* [Exercise brief]: List each line below that contains the string "cabinet", copying every such line in full.

[Collected data entries]

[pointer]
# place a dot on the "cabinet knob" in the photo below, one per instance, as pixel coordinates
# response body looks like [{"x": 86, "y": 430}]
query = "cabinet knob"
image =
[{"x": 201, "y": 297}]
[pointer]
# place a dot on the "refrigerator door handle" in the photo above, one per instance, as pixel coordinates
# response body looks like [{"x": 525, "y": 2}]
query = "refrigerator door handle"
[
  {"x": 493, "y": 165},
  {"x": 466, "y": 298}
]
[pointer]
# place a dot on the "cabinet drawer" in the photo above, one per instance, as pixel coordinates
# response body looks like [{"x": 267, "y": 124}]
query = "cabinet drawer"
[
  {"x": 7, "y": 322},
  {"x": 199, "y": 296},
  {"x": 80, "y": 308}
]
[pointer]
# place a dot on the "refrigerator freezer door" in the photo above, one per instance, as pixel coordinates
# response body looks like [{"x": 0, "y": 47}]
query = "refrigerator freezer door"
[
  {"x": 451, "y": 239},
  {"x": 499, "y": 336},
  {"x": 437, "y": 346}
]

* [Task solution]:
# place a dot on the "cabinet knob" in the photo below, one per instance, as pixel coordinates
query = "cabinet knob"
# place a dot on the "cabinet drawer" in the photo above, one per instance, as pixel coordinates
query = "cabinet drawer"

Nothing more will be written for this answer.